YOUR INSTRUCTIONS: Gather every line of the data below that contains the word "grass" and copy each one in full.

ENTRIES PROVIDED:
⁂

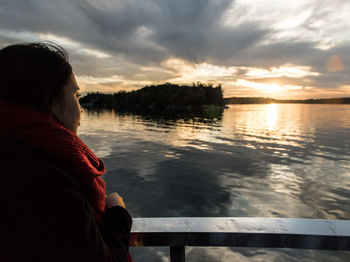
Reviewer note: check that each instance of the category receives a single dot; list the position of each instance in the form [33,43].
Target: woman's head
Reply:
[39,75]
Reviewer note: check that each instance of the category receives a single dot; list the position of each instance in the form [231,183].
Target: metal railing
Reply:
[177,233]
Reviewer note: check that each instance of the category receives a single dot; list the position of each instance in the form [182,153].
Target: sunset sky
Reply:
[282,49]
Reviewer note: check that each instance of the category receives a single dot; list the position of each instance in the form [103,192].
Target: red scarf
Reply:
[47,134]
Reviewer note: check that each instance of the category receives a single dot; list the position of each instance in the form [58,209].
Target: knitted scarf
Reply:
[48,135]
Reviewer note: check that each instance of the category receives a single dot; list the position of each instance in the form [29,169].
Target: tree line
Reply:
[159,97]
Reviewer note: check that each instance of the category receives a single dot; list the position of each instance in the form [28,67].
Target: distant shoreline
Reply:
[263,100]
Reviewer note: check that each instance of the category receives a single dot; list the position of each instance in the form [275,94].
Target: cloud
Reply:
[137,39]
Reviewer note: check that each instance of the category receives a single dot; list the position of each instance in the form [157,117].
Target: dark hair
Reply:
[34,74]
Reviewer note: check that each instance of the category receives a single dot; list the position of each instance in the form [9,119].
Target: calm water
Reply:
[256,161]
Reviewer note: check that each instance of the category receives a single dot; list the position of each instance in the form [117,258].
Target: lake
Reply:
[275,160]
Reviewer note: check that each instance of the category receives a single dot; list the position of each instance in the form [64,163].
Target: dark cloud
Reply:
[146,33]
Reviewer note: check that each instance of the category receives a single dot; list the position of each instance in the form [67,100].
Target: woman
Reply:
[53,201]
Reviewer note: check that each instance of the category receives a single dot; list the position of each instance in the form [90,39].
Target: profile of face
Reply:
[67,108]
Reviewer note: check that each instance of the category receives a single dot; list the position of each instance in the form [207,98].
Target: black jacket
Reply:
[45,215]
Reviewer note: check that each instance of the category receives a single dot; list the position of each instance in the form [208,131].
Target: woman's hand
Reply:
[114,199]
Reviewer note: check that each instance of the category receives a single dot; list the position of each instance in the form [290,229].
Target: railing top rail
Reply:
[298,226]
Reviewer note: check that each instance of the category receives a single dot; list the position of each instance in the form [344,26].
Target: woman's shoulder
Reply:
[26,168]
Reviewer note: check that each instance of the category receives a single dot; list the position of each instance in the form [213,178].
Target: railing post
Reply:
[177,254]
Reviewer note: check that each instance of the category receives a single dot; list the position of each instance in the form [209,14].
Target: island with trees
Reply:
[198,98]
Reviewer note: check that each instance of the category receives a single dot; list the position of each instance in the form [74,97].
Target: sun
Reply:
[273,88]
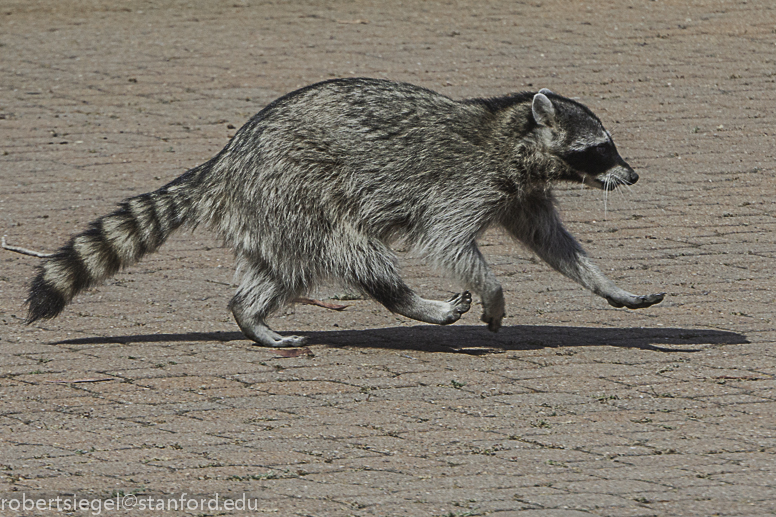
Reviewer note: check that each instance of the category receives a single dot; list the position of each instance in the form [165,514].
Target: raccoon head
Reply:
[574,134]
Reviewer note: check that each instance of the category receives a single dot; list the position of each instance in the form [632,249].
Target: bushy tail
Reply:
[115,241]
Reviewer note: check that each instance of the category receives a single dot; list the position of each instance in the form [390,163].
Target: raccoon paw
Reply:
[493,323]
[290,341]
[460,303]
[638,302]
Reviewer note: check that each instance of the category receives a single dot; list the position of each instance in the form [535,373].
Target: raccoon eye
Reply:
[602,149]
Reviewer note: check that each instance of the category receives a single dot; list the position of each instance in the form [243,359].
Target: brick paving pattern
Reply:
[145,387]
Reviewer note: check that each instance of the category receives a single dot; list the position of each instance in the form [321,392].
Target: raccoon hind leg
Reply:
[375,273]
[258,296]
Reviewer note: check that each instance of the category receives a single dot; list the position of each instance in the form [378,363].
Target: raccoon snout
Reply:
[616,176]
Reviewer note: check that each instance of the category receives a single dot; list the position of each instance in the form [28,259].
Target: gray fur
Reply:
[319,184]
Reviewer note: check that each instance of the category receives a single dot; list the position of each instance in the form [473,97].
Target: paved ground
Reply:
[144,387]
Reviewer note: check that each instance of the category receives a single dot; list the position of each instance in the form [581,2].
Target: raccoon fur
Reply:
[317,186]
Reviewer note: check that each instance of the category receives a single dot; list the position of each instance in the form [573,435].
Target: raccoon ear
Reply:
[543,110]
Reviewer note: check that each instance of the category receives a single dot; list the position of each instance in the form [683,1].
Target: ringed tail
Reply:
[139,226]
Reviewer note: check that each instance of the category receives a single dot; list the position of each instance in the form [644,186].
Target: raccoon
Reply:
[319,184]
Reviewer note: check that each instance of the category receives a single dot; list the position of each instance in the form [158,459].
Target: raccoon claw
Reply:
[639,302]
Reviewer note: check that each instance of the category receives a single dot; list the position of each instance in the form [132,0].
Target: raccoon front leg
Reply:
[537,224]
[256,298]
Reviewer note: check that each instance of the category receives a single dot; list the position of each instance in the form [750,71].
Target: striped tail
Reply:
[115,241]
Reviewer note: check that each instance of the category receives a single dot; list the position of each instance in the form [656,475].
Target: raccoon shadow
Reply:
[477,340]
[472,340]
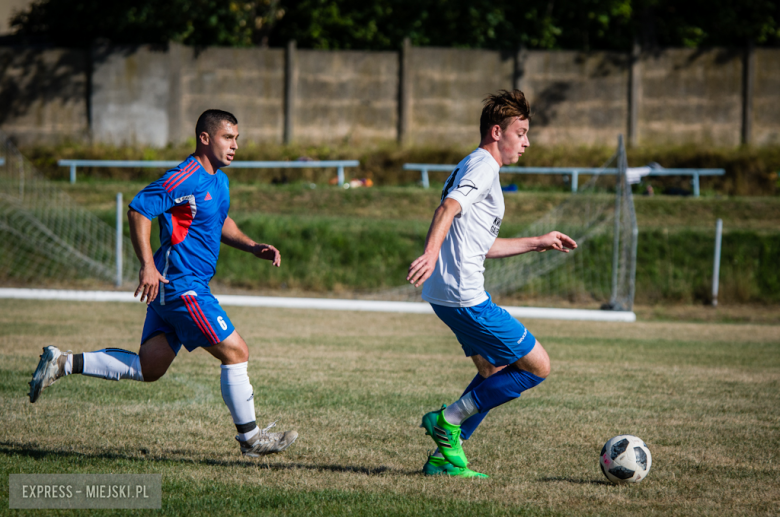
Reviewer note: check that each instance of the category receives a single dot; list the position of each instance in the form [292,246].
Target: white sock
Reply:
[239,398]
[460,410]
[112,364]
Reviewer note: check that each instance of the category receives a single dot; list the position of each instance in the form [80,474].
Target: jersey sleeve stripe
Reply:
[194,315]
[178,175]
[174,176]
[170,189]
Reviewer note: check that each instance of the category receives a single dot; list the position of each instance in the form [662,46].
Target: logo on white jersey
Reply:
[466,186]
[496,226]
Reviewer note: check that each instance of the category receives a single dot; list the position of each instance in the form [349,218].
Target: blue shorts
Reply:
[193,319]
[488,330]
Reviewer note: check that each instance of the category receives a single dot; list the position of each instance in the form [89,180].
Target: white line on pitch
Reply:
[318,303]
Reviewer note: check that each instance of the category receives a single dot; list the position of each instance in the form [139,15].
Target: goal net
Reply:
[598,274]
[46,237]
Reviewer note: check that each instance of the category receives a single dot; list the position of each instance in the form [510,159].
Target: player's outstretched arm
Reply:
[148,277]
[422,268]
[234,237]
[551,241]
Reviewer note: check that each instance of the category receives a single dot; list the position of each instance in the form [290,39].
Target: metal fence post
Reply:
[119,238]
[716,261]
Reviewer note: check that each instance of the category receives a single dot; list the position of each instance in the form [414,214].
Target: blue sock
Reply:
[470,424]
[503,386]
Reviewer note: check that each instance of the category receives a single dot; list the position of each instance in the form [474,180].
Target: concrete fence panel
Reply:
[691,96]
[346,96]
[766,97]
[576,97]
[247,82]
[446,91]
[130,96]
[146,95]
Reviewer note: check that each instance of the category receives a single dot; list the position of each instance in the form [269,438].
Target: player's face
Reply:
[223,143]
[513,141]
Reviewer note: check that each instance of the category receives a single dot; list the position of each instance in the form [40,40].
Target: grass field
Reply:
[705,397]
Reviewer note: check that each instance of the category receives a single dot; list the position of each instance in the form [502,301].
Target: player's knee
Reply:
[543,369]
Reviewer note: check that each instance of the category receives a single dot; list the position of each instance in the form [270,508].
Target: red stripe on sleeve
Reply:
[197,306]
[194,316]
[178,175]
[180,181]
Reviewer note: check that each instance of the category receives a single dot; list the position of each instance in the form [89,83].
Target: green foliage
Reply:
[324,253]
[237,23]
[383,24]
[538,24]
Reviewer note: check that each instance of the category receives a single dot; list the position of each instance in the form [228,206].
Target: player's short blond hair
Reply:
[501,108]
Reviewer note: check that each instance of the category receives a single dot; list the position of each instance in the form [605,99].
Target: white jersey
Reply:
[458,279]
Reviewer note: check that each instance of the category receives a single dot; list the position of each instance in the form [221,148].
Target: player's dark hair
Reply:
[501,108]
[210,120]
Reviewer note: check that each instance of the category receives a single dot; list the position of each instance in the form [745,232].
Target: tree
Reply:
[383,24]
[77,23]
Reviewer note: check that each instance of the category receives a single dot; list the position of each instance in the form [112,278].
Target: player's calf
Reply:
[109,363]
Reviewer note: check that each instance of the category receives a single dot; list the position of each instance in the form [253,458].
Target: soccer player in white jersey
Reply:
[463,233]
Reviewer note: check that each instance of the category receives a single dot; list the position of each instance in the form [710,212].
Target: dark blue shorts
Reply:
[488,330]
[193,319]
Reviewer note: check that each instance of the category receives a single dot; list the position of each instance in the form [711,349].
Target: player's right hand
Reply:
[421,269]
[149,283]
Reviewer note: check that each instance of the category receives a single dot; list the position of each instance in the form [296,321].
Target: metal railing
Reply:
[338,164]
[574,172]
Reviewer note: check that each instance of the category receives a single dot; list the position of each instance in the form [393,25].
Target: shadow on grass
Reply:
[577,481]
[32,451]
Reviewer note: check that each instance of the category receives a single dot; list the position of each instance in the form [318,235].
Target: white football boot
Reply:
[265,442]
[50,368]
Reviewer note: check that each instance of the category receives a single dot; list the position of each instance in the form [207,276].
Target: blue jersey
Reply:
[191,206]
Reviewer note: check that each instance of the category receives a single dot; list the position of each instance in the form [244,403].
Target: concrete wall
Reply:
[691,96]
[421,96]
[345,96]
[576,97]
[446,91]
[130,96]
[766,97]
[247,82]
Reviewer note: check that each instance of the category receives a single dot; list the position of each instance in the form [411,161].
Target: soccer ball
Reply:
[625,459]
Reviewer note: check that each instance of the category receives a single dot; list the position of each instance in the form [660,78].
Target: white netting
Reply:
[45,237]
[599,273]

⁂

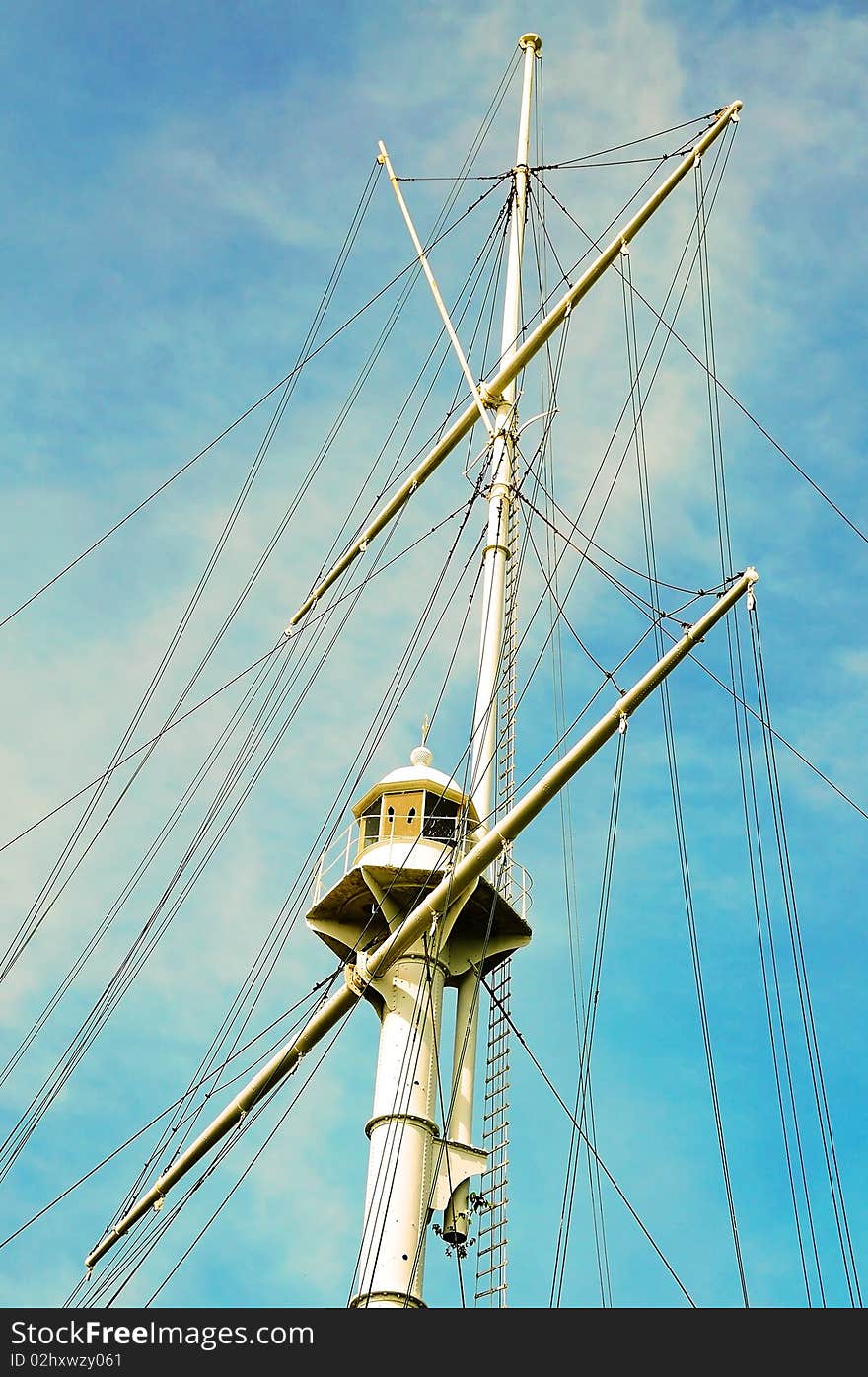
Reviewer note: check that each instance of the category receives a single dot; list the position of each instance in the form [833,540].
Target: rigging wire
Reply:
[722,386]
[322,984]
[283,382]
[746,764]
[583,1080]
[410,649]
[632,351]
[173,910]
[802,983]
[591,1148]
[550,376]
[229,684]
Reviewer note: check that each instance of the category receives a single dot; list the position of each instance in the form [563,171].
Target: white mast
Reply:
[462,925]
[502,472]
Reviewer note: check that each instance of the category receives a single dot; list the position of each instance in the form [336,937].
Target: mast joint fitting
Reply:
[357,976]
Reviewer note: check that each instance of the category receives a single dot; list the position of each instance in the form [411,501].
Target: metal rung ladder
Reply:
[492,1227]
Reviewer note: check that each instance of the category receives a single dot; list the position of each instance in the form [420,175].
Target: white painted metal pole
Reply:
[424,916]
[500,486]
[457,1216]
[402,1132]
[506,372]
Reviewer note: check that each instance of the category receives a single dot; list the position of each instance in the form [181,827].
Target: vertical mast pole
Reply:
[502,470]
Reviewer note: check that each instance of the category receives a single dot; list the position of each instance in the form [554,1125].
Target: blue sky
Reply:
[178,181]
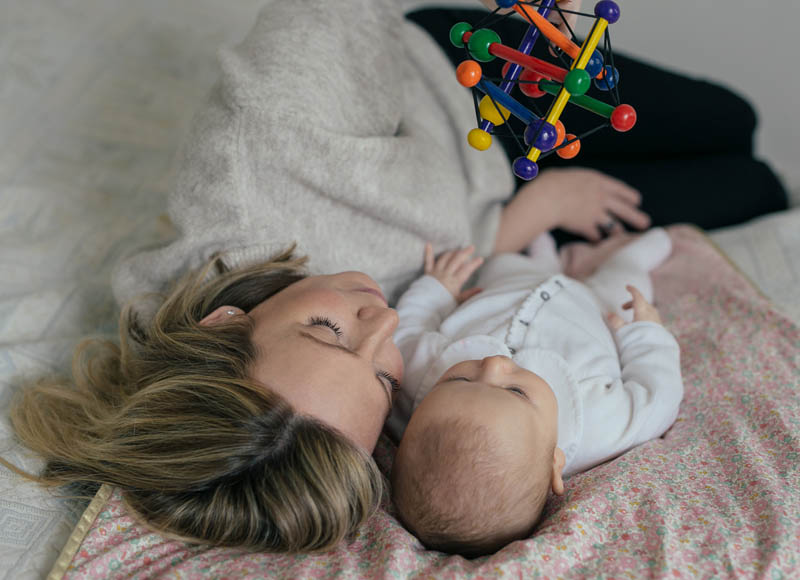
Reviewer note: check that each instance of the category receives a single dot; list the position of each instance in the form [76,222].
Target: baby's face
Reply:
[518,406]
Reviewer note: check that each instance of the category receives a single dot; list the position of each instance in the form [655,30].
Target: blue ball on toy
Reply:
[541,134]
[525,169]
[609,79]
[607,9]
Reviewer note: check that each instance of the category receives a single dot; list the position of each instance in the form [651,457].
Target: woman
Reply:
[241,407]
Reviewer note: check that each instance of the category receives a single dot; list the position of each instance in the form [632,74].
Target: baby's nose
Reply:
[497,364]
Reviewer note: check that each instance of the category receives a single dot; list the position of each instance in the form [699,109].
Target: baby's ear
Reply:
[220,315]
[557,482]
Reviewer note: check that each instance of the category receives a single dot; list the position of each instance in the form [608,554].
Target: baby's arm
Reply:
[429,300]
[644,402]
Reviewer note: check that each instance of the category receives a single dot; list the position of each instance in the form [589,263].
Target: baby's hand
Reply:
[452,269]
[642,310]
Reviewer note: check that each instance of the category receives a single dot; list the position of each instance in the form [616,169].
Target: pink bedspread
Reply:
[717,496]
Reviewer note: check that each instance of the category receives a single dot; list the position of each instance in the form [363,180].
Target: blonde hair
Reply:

⁂

TASK OUTPUT:
Target: grass field
Target: shadow on grass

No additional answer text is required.